- [WHAT IS NEEDED] Return every line of the data below exactly, but do not include the images.

- [PROVIDED INFORMATION]
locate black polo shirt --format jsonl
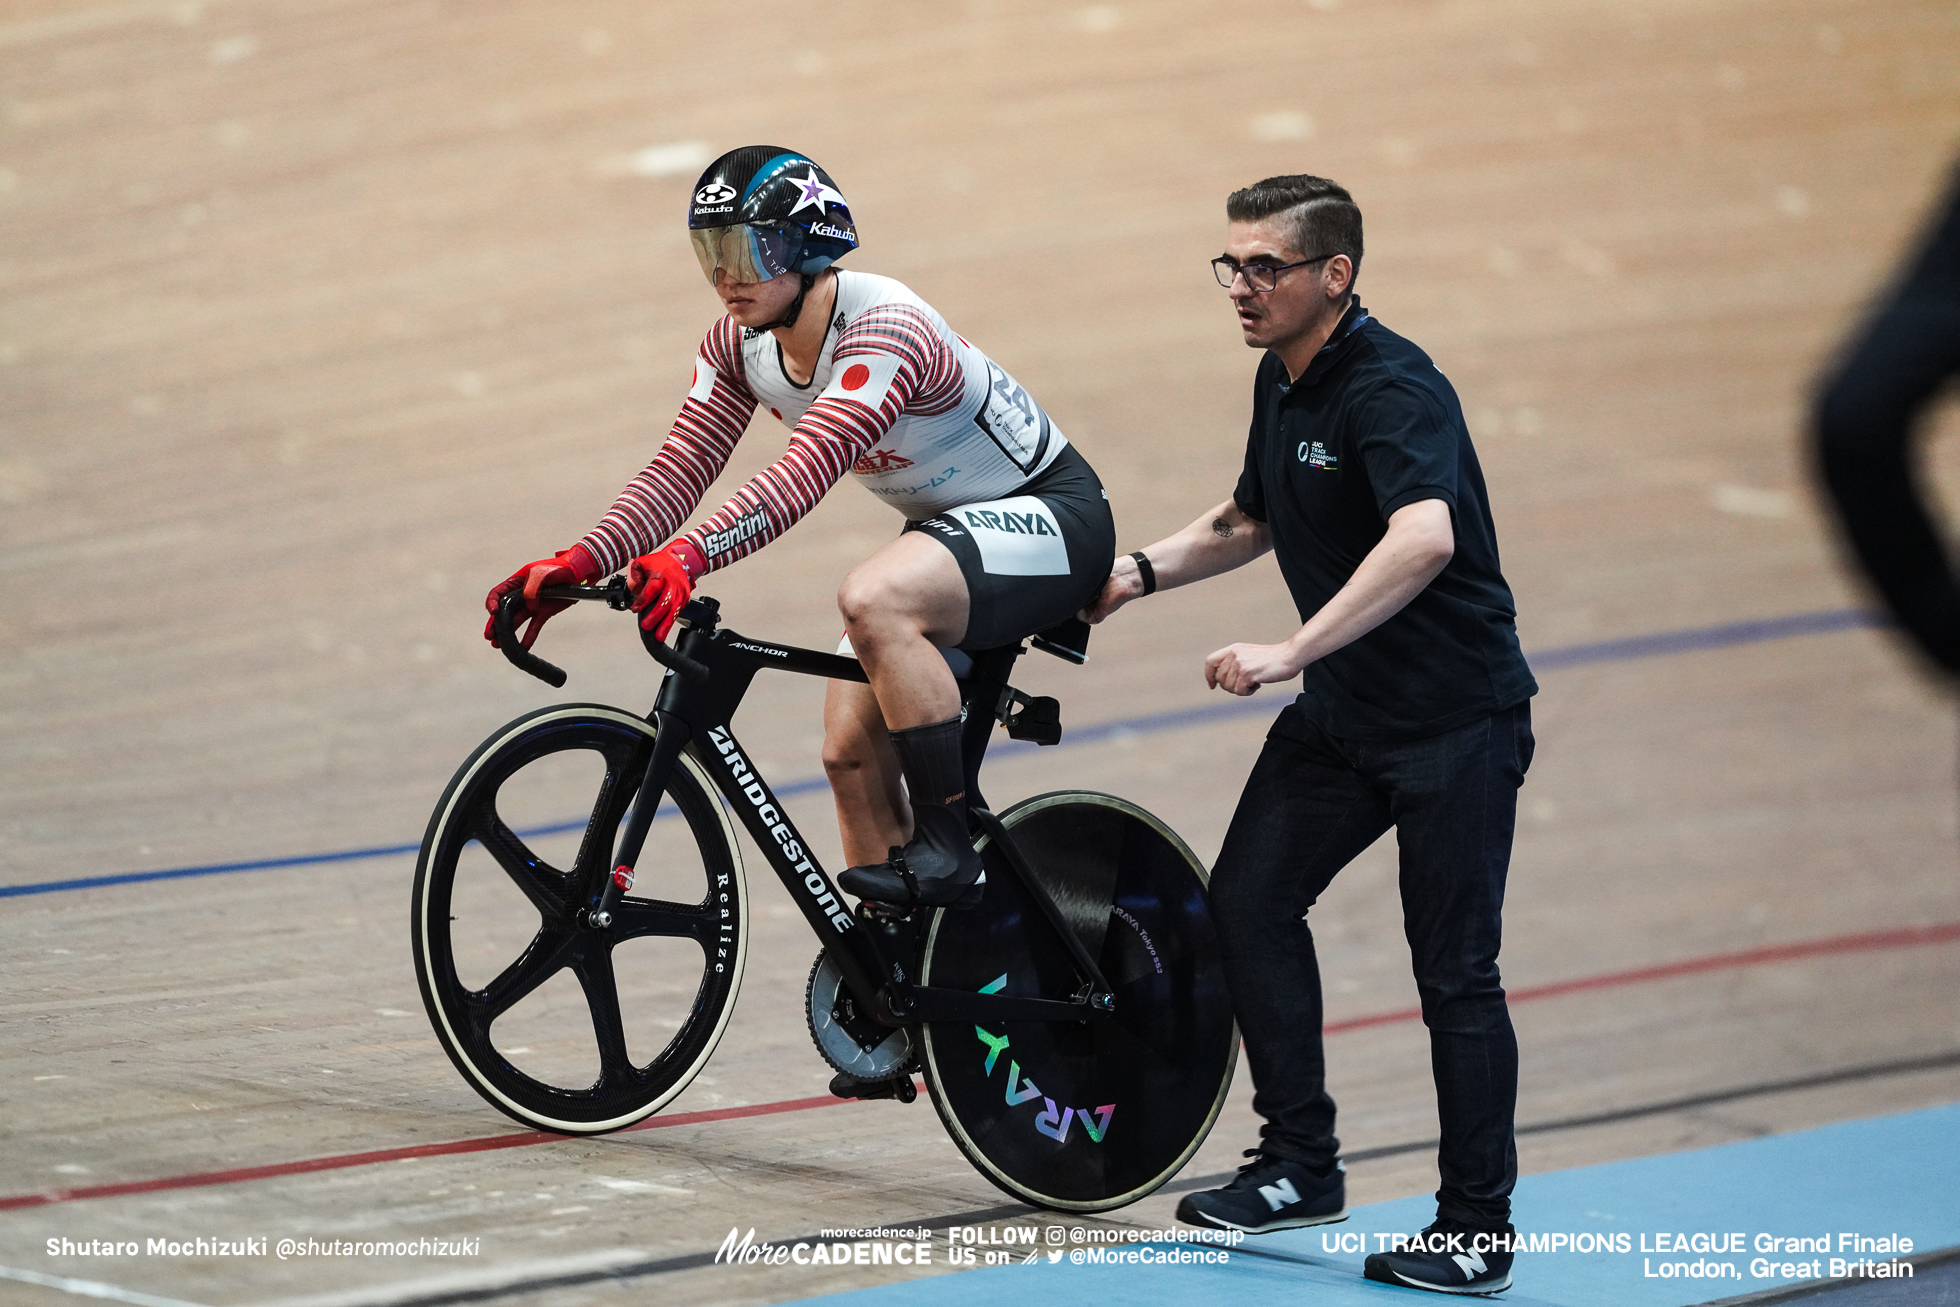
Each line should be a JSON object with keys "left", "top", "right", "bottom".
{"left": 1233, "top": 301, "right": 1536, "bottom": 740}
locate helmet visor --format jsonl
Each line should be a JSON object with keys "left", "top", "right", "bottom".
{"left": 688, "top": 223, "right": 804, "bottom": 284}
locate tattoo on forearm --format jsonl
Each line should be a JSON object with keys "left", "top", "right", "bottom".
{"left": 1212, "top": 517, "right": 1234, "bottom": 539}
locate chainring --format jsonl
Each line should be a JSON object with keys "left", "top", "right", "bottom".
{"left": 805, "top": 949, "right": 914, "bottom": 1081}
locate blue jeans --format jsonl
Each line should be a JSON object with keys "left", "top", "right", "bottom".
{"left": 1211, "top": 701, "right": 1533, "bottom": 1228}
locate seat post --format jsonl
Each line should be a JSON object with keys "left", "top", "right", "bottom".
{"left": 955, "top": 643, "right": 1025, "bottom": 815}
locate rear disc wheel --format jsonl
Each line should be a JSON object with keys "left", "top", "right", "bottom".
{"left": 919, "top": 791, "right": 1236, "bottom": 1211}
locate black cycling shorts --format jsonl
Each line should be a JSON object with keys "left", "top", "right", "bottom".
{"left": 902, "top": 443, "right": 1116, "bottom": 651}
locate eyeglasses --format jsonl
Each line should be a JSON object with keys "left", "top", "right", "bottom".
{"left": 1212, "top": 254, "right": 1336, "bottom": 292}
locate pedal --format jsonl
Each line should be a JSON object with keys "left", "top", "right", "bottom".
{"left": 1003, "top": 694, "right": 1062, "bottom": 746}
{"left": 829, "top": 1071, "right": 918, "bottom": 1104}
{"left": 855, "top": 899, "right": 914, "bottom": 925}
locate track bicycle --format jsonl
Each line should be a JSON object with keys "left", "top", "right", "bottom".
{"left": 411, "top": 580, "right": 1237, "bottom": 1211}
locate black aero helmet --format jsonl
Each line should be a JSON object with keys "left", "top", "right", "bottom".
{"left": 687, "top": 145, "right": 859, "bottom": 285}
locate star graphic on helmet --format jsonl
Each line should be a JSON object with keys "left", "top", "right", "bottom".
{"left": 788, "top": 168, "right": 845, "bottom": 216}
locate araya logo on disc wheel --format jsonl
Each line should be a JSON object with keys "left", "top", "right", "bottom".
{"left": 971, "top": 974, "right": 1115, "bottom": 1145}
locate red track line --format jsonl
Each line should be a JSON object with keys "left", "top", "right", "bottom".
{"left": 1323, "top": 921, "right": 1960, "bottom": 1035}
{"left": 0, "top": 1094, "right": 851, "bottom": 1213}
{"left": 7, "top": 922, "right": 1957, "bottom": 1212}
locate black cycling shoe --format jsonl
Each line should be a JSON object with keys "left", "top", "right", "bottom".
{"left": 1363, "top": 1219, "right": 1516, "bottom": 1295}
{"left": 1176, "top": 1150, "right": 1347, "bottom": 1233}
{"left": 838, "top": 807, "right": 985, "bottom": 909}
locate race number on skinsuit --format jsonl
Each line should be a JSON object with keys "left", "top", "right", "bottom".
{"left": 974, "top": 361, "right": 1052, "bottom": 473}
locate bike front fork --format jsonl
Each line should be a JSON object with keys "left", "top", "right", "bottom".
{"left": 585, "top": 711, "right": 692, "bottom": 929}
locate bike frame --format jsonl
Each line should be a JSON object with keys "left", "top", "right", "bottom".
{"left": 510, "top": 591, "right": 1118, "bottom": 1035}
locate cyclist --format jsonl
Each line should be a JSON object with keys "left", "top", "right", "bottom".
{"left": 486, "top": 145, "right": 1115, "bottom": 911}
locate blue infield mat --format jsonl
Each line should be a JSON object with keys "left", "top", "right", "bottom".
{"left": 797, "top": 1102, "right": 1959, "bottom": 1306}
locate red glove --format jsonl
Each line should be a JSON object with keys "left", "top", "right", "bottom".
{"left": 627, "top": 543, "right": 702, "bottom": 640}
{"left": 484, "top": 546, "right": 601, "bottom": 650}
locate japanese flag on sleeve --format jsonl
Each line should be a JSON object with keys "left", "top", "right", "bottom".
{"left": 687, "top": 358, "right": 719, "bottom": 403}
{"left": 819, "top": 351, "right": 904, "bottom": 410}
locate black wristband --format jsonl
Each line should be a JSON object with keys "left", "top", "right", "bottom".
{"left": 1129, "top": 551, "right": 1157, "bottom": 596}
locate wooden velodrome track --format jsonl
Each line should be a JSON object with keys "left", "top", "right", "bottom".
{"left": 5, "top": 1, "right": 1960, "bottom": 1304}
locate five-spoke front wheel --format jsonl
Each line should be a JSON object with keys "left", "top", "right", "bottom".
{"left": 411, "top": 706, "right": 746, "bottom": 1133}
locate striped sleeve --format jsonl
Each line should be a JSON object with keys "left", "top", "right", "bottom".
{"left": 677, "top": 307, "right": 953, "bottom": 572}
{"left": 574, "top": 319, "right": 756, "bottom": 576}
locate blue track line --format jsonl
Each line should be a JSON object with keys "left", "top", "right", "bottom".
{"left": 1527, "top": 607, "right": 1881, "bottom": 670}
{"left": 0, "top": 607, "right": 1883, "bottom": 901}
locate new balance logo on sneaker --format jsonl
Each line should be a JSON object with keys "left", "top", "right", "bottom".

- [RESULT FOR THIS EXERCISE]
locate black polo shirt --format jsonl
Each line should be a JSON object with keys "left", "top", "right", "bottom".
{"left": 1233, "top": 301, "right": 1536, "bottom": 740}
locate helmet visor --format jsonl
Each line should be a JSON object with keys "left", "top", "right", "bottom".
{"left": 688, "top": 223, "right": 804, "bottom": 284}
locate tattoo on forearm --format jsonl
Each line should be a JSON object with keys "left", "top", "right", "bottom".
{"left": 1212, "top": 517, "right": 1234, "bottom": 539}
locate chainring --format jsonl
Each line should be a JSON object with keys "left", "top", "right", "bottom".
{"left": 805, "top": 949, "right": 914, "bottom": 1081}
locate blue jeans --format jsonl
Each line should be a JSON object with keys "left", "top", "right", "bottom".
{"left": 1211, "top": 701, "right": 1533, "bottom": 1228}
locate seat post --format jsonl
Each line should be a JSON object with keys "left", "top", "right", "bottom".
{"left": 955, "top": 643, "right": 1025, "bottom": 815}
locate rear disc wheel --format jsonl
Each line should be a JSON object with keys "left", "top", "right", "bottom".
{"left": 919, "top": 791, "right": 1236, "bottom": 1211}
locate black cycling shorts --format jsonl
Each line should be a JSON object with keys "left", "top", "right", "bottom".
{"left": 902, "top": 443, "right": 1116, "bottom": 651}
locate eyeglasses --format jsonl
Each line should be a JSON object with keys "left", "top", "right", "bottom".
{"left": 1212, "top": 254, "right": 1336, "bottom": 292}
locate pedal --format jsonl
Each line should be a JSON object with keys "left", "top", "right", "bottom".
{"left": 1003, "top": 694, "right": 1062, "bottom": 746}
{"left": 829, "top": 1071, "right": 918, "bottom": 1104}
{"left": 855, "top": 899, "right": 914, "bottom": 925}
locate track bicycle --format jsonl
Each line should be a JSON object with keys "left", "top", "right", "bottom".
{"left": 411, "top": 580, "right": 1237, "bottom": 1211}
locate black aero helmet --format jsonl
Each line should be a JSON object with keys "left", "top", "right", "bottom".
{"left": 687, "top": 145, "right": 859, "bottom": 285}
locate star graphic on helmet --format jsonl
Each line should be a JSON object with keys "left", "top", "right", "bottom".
{"left": 788, "top": 168, "right": 845, "bottom": 216}
locate araya logo on disc wheel --format jsonl
Each line should be a JSON object with keys "left", "top", "right", "bottom".
{"left": 971, "top": 974, "right": 1115, "bottom": 1145}
locate red track line --format jsonl
Each line should be a JSON object with keys "left", "top", "right", "bottom".
{"left": 1323, "top": 921, "right": 1960, "bottom": 1035}
{"left": 0, "top": 1094, "right": 851, "bottom": 1213}
{"left": 7, "top": 922, "right": 1957, "bottom": 1212}
locate black cycling shoe --format jsonl
Each line should be a JSON object with keys "left", "top", "right", "bottom".
{"left": 1363, "top": 1219, "right": 1516, "bottom": 1295}
{"left": 1176, "top": 1150, "right": 1347, "bottom": 1233}
{"left": 838, "top": 807, "right": 985, "bottom": 909}
locate race number on skinsuit --format jsonl
Each line should be a JSON object with keys "left", "top", "right", "bottom".
{"left": 974, "top": 361, "right": 1052, "bottom": 473}
locate bike front fork --format jsonl
Each line should be a JSON object with keys "left", "top", "right", "bottom".
{"left": 585, "top": 711, "right": 692, "bottom": 929}
locate bike frame --format jsonl
Each line should be a JSON object with keys "left", "top", "right", "bottom".
{"left": 510, "top": 591, "right": 1118, "bottom": 1035}
locate cyclist --format jsonl
Each line should be a JSON object with keys "left", "top", "right", "bottom".
{"left": 486, "top": 145, "right": 1115, "bottom": 911}
locate blue infield mat --format jsonl
Each line should be a JSON object with keys "left", "top", "right", "bottom".
{"left": 797, "top": 1102, "right": 1959, "bottom": 1306}
locate red glove --format jsonl
Each line should be a JSON object with keys "left", "top", "right", "bottom".
{"left": 627, "top": 543, "right": 702, "bottom": 640}
{"left": 484, "top": 546, "right": 601, "bottom": 650}
locate japanese flag on sleeve --format jsonl
Each line should be a JSON object with keys "left", "top", "right", "bottom".
{"left": 687, "top": 358, "right": 719, "bottom": 403}
{"left": 819, "top": 351, "right": 904, "bottom": 410}
locate black wristband --format jsonl
Each line should be a JSON object with keys "left", "top", "right", "bottom".
{"left": 1129, "top": 551, "right": 1157, "bottom": 596}
locate wooden velodrome track --format jsonl
Each line should be a JSON object with keys "left", "top", "right", "bottom".
{"left": 5, "top": 1, "right": 1960, "bottom": 1304}
locate five-spoke front wheel --format jsonl
Each line should be a JSON object with keys "left", "top", "right", "bottom".
{"left": 411, "top": 706, "right": 746, "bottom": 1133}
locate striped sleeve --format jsonl
Each line should be a JSON object with keys "left", "top", "right", "bottom".
{"left": 677, "top": 307, "right": 953, "bottom": 572}
{"left": 574, "top": 319, "right": 756, "bottom": 576}
locate blue track line --format jsonl
Each line should be a JSON object with keys "left", "top", "right", "bottom".
{"left": 1527, "top": 607, "right": 1881, "bottom": 670}
{"left": 0, "top": 607, "right": 1883, "bottom": 901}
locate new balance logo on sneaker --format jsonl
Each line should be a JSON object with keys "left", "top", "right", "bottom".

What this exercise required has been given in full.